(Pointing records)
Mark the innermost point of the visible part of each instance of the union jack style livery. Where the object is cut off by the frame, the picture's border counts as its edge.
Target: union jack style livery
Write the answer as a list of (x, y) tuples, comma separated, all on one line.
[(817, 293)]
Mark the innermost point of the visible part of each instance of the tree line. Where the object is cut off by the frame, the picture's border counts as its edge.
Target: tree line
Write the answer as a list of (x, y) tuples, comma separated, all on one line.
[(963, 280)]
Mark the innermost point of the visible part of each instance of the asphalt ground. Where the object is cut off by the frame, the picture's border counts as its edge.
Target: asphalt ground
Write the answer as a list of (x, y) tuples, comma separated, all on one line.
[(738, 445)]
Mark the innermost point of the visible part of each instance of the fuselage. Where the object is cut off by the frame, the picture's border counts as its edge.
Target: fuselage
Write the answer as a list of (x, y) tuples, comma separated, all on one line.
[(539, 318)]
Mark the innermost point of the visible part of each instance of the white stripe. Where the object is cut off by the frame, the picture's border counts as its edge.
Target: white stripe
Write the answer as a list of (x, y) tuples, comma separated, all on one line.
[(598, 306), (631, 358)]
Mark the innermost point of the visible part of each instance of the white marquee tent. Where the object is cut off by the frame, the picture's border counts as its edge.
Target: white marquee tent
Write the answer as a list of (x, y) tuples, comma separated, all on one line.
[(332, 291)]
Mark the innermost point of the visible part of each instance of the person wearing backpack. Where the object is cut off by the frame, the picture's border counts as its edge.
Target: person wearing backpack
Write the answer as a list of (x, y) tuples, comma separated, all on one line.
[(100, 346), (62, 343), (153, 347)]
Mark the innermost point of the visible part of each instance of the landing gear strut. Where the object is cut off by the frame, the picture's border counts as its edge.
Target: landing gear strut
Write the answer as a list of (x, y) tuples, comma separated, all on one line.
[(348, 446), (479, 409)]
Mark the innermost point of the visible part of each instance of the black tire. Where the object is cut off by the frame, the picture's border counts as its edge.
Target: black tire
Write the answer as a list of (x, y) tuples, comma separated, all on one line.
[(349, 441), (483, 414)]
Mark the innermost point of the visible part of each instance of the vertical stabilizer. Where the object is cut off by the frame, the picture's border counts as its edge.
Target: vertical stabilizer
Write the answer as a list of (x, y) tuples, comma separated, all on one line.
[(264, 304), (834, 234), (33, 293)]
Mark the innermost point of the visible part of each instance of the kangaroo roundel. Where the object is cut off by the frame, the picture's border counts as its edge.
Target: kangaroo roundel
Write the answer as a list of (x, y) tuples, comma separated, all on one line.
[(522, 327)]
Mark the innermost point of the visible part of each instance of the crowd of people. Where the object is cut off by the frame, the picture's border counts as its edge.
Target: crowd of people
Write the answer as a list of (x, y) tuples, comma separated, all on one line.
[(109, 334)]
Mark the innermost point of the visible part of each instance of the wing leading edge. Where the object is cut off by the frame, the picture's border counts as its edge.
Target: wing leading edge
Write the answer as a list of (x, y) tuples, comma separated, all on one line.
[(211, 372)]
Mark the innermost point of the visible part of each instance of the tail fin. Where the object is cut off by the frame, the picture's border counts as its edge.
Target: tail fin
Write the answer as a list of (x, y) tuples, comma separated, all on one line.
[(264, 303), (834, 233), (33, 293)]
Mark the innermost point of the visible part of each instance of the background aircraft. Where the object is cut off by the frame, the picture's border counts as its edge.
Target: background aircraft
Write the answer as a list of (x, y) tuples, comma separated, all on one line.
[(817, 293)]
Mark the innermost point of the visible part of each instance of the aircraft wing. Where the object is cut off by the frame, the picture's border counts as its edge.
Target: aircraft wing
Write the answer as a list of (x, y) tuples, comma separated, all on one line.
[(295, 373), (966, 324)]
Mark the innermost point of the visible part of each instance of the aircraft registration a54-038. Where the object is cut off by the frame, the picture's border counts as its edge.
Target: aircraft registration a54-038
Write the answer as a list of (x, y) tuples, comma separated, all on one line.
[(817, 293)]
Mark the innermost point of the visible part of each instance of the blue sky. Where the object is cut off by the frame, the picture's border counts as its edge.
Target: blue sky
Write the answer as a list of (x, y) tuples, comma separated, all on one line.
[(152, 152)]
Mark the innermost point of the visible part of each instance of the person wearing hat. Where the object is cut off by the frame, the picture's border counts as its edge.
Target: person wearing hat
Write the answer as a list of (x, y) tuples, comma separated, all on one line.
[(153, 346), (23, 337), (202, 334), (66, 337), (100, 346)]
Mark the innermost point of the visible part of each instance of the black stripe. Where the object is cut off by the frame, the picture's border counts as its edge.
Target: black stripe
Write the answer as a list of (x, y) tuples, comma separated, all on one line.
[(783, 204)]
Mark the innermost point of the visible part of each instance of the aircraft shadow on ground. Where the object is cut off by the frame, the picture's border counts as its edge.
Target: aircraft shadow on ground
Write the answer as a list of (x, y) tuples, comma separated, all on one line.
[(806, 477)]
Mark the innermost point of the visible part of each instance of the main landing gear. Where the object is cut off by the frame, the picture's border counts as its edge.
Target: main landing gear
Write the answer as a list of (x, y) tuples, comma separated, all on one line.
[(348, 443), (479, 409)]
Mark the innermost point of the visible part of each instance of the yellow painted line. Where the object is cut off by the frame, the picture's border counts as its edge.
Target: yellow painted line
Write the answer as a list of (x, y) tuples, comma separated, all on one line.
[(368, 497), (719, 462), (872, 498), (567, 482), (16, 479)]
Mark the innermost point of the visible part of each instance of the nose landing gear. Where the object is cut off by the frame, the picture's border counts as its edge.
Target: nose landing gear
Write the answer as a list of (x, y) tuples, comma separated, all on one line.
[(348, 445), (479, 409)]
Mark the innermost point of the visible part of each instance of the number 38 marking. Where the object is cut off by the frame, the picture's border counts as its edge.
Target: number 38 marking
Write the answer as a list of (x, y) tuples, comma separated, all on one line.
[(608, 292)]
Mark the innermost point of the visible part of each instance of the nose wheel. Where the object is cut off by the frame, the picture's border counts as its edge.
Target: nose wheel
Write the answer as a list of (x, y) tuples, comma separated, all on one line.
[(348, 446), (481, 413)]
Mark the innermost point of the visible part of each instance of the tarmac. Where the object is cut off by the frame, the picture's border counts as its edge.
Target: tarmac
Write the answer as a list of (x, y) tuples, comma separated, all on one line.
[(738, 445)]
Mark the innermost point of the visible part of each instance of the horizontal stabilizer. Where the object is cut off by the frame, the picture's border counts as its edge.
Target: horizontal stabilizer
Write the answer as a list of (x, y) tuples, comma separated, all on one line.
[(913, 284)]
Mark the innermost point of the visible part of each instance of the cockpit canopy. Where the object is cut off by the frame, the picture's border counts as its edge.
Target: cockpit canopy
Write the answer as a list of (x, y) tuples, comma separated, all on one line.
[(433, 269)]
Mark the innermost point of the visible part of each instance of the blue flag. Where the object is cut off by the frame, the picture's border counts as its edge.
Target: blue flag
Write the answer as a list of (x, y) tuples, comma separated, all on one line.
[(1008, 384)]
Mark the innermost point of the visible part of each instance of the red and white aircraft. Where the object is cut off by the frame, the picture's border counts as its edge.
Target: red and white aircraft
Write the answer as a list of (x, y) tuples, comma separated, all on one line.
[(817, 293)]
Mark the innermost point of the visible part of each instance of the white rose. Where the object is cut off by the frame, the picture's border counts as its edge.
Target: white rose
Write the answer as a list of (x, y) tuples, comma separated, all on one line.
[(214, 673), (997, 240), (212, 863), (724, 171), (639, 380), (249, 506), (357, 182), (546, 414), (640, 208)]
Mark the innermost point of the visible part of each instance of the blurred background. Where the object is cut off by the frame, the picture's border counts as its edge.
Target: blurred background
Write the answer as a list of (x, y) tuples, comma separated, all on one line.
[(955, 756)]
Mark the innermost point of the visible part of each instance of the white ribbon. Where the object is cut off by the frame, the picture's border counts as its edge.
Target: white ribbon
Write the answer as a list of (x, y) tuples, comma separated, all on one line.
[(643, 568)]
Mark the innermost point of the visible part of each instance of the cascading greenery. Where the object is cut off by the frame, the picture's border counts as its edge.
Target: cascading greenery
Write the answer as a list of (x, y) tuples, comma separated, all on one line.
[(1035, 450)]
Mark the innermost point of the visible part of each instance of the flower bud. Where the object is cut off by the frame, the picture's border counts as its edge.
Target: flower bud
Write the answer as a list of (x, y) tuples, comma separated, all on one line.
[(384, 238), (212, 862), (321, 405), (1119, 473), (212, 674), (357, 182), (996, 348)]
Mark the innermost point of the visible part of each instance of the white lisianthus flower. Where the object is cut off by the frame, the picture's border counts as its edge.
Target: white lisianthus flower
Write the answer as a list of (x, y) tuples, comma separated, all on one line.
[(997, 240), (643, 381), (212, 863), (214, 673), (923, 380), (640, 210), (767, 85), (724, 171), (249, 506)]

**WHAT YOU SHOULD DO:** Can you copy out word for word the lines of the records from the one containing "of the fuselage." through the one containing "[(598, 306), (631, 358)]", both included, and nothing else?

**WORKED SOLUTION:**
Mark the innermost point of the visible part of each instance of the fuselage. Where the object is cut off by the frame, the picture's border counts as its edge.
Target: fuselage
Write the answer as a list of (x, y) tuples, comma separated, all on one line.
[(539, 318)]
Mark the innermost point of the visible part of each instance of the white stripe. Where the object is cut off by the frame, the picture's border counts as its edge.
Target: white stripe
Write the answer as a list of (x, y) tuples, comma separated, all on one line.
[(598, 306), (631, 358)]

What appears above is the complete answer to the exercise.